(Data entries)
┌──
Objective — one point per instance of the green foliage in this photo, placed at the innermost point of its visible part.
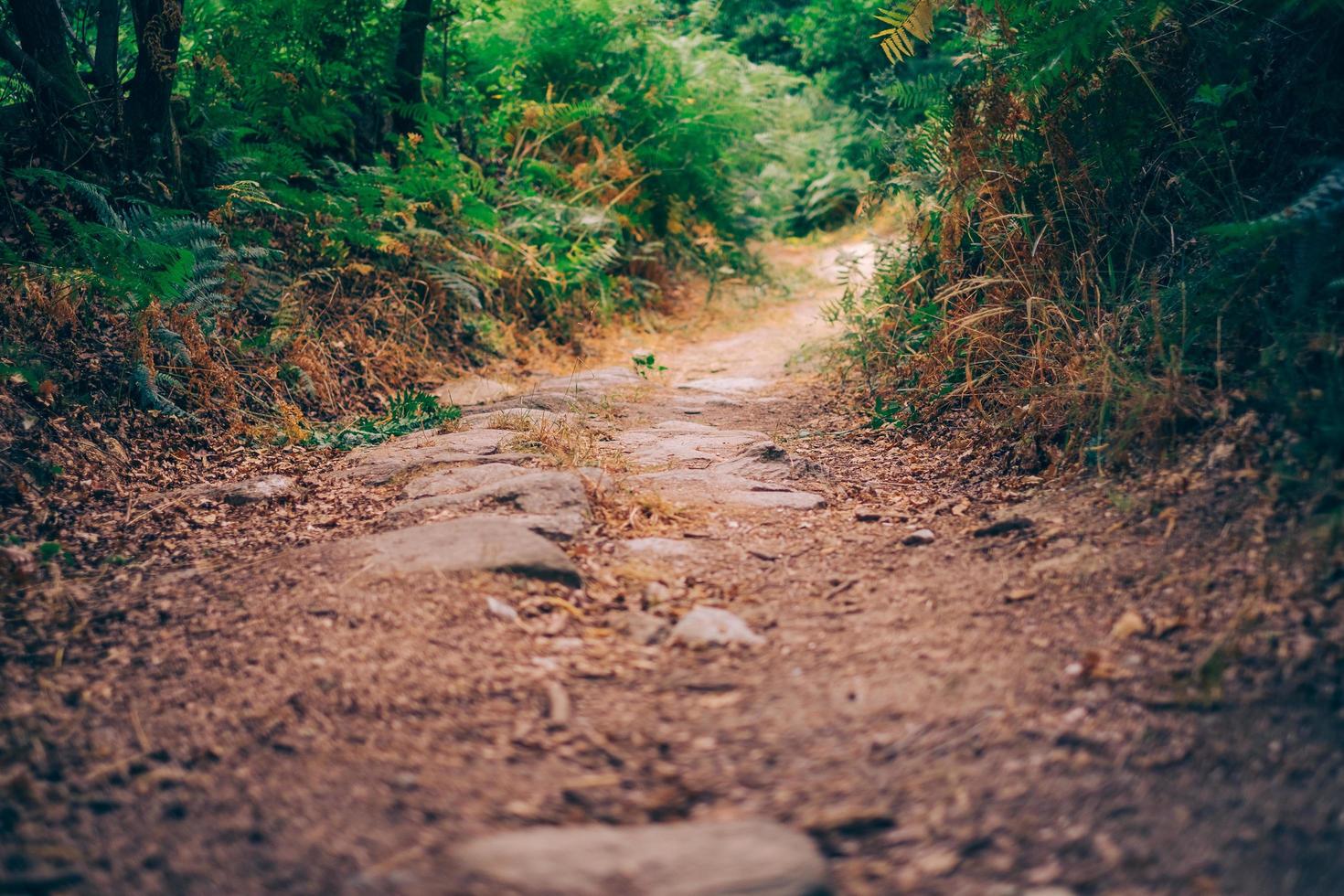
(408, 411)
(566, 157)
(1097, 255)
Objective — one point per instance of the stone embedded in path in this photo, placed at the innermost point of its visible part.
(517, 417)
(660, 549)
(409, 453)
(768, 461)
(460, 478)
(709, 626)
(725, 384)
(554, 504)
(686, 859)
(474, 389)
(460, 546)
(591, 383)
(918, 538)
(715, 486)
(683, 443)
(263, 488)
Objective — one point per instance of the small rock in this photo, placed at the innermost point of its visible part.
(938, 863)
(644, 627)
(684, 859)
(920, 536)
(711, 626)
(1128, 624)
(500, 609)
(558, 709)
(655, 594)
(1004, 527)
(263, 488)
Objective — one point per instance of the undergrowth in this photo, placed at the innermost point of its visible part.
(294, 254)
(1129, 228)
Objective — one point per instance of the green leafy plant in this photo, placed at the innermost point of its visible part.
(408, 411)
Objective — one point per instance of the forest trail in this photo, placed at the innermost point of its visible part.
(766, 658)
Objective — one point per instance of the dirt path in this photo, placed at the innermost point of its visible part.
(867, 664)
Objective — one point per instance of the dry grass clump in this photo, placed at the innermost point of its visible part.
(621, 511)
(565, 441)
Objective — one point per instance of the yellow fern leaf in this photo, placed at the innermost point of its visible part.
(910, 22)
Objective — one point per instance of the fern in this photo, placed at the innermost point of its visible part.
(909, 22)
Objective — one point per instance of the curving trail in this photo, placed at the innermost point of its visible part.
(667, 635)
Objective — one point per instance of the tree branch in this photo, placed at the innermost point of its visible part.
(26, 65)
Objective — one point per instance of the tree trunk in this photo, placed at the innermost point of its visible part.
(105, 48)
(45, 60)
(409, 66)
(148, 108)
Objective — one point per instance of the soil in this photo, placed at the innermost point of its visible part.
(972, 680)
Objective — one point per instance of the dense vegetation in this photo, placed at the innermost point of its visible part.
(1131, 223)
(1128, 211)
(289, 205)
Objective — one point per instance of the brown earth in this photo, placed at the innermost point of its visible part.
(971, 681)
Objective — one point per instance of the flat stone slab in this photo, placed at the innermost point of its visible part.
(709, 626)
(717, 486)
(483, 544)
(683, 443)
(461, 478)
(726, 384)
(686, 859)
(549, 503)
(660, 549)
(409, 453)
(532, 492)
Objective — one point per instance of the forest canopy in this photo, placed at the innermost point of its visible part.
(1125, 214)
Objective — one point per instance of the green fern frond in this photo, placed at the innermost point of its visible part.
(909, 22)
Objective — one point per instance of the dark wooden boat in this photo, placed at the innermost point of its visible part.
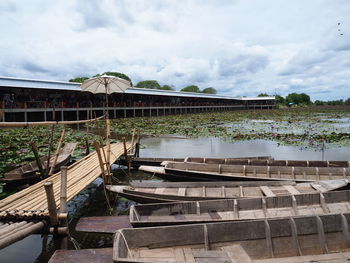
└──
_TASK TO COMPLETE_
Can you rewrite every line, starting with the line containing "Objective — one point per instance of the soil" and going on through the end of the lines, with each point coordinate in the answers scaled by 2.5 and rounded to a whole number (halves round up) and everything else left unchanged? Leave the pictures out of your answer.

_ANSWER TO THIS TASK_
Objective — one point per instance of the soil in this photo, placed at the innermost point of its visible part.
(2430, 1700)
Objective — one point per instance of the dense vegetation in this photo, placed at the innermost point of its visible part.
(2828, 558)
(2820, 528)
(723, 513)
Objective — one point per instance of the brown earth in this photo, placed at the innermost point of its visible part.
(2428, 1703)
Objective — one point per instance of the flat stone slab in this photo, placed at the innermost point of its visible part.
(1773, 1565)
(1793, 1215)
(1208, 1360)
(1708, 1108)
(1153, 1195)
(1815, 960)
(1715, 2148)
(1373, 1258)
(1650, 1373)
(1023, 1133)
(1330, 1230)
Objective — one point per instance of the forest canopy in this photo, placed at the innermost point of its visible part.
(2813, 535)
Objective — one point per instance of the green fern frond in this photo, placed at the innermost point of its visible part.
(2273, 55)
Objective — one point per instance of the dark wooden boat in this photo, placed at the innermost point of its visible part.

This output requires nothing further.